• Passage for review:
+++++

Skip to content

TravisWheelerLab/ULTRA

Repository files navigation

ULTRA

ULTRA Locates Tandemly Repetitive Areas

(Note: The current stable release is 1.0.0 beta. As we move out of beta we will update the README to be more informative.)

ULTRA is a tool to find and annotate tandem repeats inside genomic sequence. It is able to find repeats of any length and of any period (up to a maximum period of 4000). It can find highly decayed repeats missed by other software, and it will also be able to find very large repeats in highly repetitive sequence, regardless of the size of sequence or length of repeats. ULTRA offers meaningful annotation scores and can produce annotation P-values at user request.

Install

ULTRA uses the CMake build system (version 3.12 or greater). This makes building the application pretty straightforward.

  1. Generate the Makefile: cmake .
  2. Build the ultra executable: make

Note that on some systems you may need to install CMake 3 as a separate package and run cmake3 specifically.

Run

After building ULTRA you can use it by running:

./ultra [options] <input file>

ULTRA will produce high quality annotations out of the box, and so we can analyze one of our example files by simply running.

ultra examples/ex1.fa

If you want to direct the output to a file you can do so with the -o flag:

ultra -o ex1_output.bed examples/ex1.fa

Now your current working directory will contain an ex1_output.bed file. At the top of this file will be a complete description of the parameters used to run ULTRA, and then there will be a list of repeats found, and their associated annotation information. Output is in JSON format.

By default, ULTRA has a maximum detectable repeat period of 15. The sequence in examples/ex_large.fa has a period 1000 repeat with a 10% substitution rate. To detect larger period repeats, we will use the -p argument.

+++++

• Dataset content:
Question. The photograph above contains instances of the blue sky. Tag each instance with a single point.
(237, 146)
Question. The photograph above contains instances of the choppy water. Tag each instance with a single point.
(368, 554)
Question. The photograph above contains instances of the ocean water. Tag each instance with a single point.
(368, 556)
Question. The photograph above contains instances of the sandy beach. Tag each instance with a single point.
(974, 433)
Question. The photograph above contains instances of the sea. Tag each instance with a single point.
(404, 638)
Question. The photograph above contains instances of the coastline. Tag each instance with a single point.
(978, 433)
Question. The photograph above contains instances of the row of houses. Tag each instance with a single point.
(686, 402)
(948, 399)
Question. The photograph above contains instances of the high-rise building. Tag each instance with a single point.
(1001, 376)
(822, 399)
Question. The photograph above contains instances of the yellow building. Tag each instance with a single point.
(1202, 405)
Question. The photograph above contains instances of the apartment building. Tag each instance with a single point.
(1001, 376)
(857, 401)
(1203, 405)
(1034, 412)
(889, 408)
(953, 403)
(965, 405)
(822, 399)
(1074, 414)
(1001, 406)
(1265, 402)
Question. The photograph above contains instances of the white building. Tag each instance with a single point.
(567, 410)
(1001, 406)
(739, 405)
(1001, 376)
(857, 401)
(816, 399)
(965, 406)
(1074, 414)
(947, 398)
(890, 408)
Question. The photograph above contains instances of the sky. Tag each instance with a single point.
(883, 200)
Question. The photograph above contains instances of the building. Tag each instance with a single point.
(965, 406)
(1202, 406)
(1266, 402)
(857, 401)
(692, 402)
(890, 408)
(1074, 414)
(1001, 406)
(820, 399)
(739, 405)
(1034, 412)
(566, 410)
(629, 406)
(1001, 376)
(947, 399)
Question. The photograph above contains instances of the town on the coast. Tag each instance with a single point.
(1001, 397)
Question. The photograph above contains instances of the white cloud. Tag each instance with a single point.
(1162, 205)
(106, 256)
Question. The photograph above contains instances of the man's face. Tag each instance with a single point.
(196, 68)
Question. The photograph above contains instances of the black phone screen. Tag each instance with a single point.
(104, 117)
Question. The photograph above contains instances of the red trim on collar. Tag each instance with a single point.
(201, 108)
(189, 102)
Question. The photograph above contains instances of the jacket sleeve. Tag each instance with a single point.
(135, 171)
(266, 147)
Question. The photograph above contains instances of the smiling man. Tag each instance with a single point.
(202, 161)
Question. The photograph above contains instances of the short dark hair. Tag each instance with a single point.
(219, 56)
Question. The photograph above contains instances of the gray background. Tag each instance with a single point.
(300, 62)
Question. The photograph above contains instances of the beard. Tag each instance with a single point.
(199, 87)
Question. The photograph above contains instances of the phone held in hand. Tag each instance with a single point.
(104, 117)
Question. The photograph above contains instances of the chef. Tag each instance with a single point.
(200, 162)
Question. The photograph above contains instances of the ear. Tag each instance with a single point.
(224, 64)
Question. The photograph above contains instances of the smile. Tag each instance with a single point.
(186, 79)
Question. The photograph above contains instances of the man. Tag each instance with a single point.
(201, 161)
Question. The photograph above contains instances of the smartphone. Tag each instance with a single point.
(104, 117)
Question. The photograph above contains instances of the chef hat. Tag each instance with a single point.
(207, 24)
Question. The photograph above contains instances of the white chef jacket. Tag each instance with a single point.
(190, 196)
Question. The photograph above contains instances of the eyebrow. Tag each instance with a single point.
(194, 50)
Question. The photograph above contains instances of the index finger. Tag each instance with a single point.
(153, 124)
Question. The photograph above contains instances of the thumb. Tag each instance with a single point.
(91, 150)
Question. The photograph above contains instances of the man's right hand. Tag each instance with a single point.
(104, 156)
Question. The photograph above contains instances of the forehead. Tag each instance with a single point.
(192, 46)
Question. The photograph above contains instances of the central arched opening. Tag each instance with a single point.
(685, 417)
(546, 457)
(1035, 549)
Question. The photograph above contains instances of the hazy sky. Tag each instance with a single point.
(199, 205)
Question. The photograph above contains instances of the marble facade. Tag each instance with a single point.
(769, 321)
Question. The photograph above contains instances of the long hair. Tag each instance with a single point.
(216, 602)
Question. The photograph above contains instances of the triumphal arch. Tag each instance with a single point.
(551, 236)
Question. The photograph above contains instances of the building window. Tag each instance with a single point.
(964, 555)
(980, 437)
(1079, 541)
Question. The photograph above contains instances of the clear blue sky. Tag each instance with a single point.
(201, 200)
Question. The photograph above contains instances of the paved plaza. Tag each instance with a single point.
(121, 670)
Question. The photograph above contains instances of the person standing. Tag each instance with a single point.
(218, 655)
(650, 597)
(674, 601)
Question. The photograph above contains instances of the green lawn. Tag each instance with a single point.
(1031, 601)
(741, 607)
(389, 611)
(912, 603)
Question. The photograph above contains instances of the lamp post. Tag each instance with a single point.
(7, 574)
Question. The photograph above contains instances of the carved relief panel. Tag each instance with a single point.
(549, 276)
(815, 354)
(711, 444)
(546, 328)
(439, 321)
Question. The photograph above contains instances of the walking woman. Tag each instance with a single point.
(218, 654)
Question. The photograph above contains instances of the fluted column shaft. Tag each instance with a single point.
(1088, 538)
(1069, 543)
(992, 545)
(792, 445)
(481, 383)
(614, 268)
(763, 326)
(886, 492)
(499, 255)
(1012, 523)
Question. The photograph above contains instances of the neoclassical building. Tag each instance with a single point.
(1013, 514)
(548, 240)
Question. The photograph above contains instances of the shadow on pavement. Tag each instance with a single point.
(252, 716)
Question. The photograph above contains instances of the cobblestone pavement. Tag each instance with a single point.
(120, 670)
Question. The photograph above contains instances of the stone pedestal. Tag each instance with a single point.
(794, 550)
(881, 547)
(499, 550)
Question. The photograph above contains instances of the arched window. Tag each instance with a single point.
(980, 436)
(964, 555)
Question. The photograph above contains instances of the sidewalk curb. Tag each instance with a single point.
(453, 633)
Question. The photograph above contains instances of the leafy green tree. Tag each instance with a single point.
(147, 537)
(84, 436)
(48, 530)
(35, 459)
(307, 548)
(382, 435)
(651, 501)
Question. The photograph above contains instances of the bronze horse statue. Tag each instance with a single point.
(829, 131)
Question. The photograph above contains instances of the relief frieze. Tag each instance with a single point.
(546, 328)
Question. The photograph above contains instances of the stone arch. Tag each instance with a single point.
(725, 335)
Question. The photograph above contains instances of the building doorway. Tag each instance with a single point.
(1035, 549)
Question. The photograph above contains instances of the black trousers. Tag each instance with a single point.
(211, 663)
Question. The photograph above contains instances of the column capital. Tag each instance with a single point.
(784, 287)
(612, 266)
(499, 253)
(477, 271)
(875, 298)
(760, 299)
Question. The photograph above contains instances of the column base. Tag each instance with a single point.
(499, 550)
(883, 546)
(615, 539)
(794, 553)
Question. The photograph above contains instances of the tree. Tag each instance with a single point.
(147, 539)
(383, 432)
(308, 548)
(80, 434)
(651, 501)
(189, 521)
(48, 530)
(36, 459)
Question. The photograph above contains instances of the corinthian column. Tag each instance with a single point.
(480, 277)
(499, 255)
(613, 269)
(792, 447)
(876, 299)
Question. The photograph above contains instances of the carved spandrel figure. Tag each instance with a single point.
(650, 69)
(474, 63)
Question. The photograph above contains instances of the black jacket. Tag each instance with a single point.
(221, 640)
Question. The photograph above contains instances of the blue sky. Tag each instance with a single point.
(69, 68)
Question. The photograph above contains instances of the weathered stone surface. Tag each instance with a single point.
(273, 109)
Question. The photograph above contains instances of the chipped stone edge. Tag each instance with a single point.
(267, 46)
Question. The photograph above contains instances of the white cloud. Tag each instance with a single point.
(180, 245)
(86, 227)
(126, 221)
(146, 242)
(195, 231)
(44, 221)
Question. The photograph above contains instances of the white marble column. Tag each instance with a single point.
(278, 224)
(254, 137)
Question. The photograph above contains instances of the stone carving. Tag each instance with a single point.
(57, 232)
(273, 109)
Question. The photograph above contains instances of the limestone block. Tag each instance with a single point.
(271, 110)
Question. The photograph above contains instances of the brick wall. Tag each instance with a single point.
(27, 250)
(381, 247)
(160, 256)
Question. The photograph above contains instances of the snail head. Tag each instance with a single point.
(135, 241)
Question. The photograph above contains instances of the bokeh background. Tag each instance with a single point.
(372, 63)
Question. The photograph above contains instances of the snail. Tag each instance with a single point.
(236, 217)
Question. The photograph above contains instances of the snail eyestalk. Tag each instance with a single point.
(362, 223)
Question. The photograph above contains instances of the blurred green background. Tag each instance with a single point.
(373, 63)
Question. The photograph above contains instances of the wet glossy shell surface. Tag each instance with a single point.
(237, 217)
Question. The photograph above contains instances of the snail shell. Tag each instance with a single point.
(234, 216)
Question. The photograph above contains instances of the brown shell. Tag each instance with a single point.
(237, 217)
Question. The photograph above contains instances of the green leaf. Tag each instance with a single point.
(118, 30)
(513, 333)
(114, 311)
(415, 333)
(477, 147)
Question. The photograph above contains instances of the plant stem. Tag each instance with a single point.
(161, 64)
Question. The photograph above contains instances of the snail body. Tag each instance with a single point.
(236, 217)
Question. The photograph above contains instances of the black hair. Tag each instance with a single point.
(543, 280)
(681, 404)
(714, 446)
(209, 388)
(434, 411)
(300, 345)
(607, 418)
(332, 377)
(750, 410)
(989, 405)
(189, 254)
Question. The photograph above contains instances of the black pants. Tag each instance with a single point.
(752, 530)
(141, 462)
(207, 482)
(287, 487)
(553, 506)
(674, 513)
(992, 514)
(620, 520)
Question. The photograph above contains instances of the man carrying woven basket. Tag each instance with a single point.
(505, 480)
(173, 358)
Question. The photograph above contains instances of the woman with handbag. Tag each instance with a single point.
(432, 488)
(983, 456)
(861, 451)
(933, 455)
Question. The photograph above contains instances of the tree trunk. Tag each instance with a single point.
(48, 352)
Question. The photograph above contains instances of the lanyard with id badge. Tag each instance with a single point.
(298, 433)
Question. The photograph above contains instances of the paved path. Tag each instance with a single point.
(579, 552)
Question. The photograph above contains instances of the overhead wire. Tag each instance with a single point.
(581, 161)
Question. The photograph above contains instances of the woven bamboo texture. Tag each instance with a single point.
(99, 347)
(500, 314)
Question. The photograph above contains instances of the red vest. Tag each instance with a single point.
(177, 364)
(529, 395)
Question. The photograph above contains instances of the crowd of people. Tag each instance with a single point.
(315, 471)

+++++

• About this task: From the ULTRA page, return verbatim the stretch that begins at the words "Now your current" and stops after "in JSON format.".

• Task response:
Now your current working directory will contain an ex1_output.bed file. At the top of this file will be a complete description of the parameters used to run ULTRA, and then there will be a list of repeats found, and their associated annotation information. Output is in JSON format.